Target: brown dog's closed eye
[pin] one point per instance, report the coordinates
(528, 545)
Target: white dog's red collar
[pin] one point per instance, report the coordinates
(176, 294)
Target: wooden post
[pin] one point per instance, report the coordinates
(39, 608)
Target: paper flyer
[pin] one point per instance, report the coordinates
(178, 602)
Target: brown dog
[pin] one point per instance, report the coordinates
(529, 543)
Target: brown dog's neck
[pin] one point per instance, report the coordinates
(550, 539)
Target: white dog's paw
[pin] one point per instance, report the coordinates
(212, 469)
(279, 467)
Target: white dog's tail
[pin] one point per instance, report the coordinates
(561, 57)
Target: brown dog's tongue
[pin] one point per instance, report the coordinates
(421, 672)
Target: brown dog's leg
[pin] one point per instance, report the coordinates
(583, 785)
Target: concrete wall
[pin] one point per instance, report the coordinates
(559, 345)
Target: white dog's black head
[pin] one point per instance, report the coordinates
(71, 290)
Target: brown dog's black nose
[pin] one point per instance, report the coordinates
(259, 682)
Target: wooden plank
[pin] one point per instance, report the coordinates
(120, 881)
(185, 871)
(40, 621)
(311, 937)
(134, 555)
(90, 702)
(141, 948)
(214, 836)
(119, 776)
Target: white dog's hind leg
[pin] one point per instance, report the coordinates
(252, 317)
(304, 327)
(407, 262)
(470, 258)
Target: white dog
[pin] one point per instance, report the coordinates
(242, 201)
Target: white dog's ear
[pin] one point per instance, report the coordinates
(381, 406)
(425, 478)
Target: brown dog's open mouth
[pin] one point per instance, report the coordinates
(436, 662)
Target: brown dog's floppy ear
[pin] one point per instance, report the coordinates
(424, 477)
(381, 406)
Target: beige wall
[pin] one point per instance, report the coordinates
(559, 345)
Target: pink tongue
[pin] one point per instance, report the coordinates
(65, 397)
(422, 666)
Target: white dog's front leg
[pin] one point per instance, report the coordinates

------------------------------------------------------------

**What to produce:** Everything in the material above should be output exactly.

**Task solution:**
Target: brown dog's closed eye
[pin] one point per instance, report the coordinates
(528, 545)
Target: white dog's red collar
[pin] one point per instance, report the coordinates
(176, 294)
Target: wooden post
[pin] one point per instance, report the coordinates
(39, 608)
Target: paper flyer
[pin] one point per instance, report the coordinates
(178, 602)
Target: brown dog
[pin] one point per instance, report the coordinates
(529, 543)
Target: brown dog's neck
[pin] one point per instance, report the coordinates
(550, 539)
Target: white dog's paw
[pin] one point per instance, report the coordinates
(212, 469)
(279, 467)
Target: white dog's tail
[pin] one point per instance, report the coordinates
(561, 57)
Target: brown dog's tongue
[pin] one point per instance, report the coordinates
(421, 672)
Target: brown dog's leg
[pin] one point per instance, report the coordinates
(583, 785)
Target: concrete wall
[pin] one point per instance, report the coordinates
(559, 345)
Target: white dog's black head
[pin] one point per instance, report the coordinates
(71, 290)
Target: brown dog's black nose
[pin] one point per instance, report the coordinates
(259, 682)
Target: wooden plank
[pin] one point per instance, report the coordinates
(120, 881)
(185, 871)
(40, 621)
(311, 937)
(134, 555)
(90, 702)
(141, 948)
(214, 836)
(119, 776)
Target: white dog's hind leg
[pin] one point per instance, report the coordinates
(252, 317)
(304, 327)
(407, 262)
(470, 258)
Target: white dog
[pin] one point per instance, report the coordinates
(242, 201)
Target: white dog's ear
[pin] one point per instance, report the coordinates
(381, 406)
(425, 478)
Target: brown dog's open mouth
[pin] one point per instance, report the coordinates
(436, 662)
Target: brown dog's floppy ear
[pin] one point per instance, report the coordinates
(424, 477)
(381, 406)
Target: beige wall
[pin] one point per instance, report the coordinates
(559, 345)
Target: pink tongue
[pin] one point per instance, report the coordinates
(65, 397)
(422, 666)
Target: white dog's front leg
[pin] one point per instance, report the coordinates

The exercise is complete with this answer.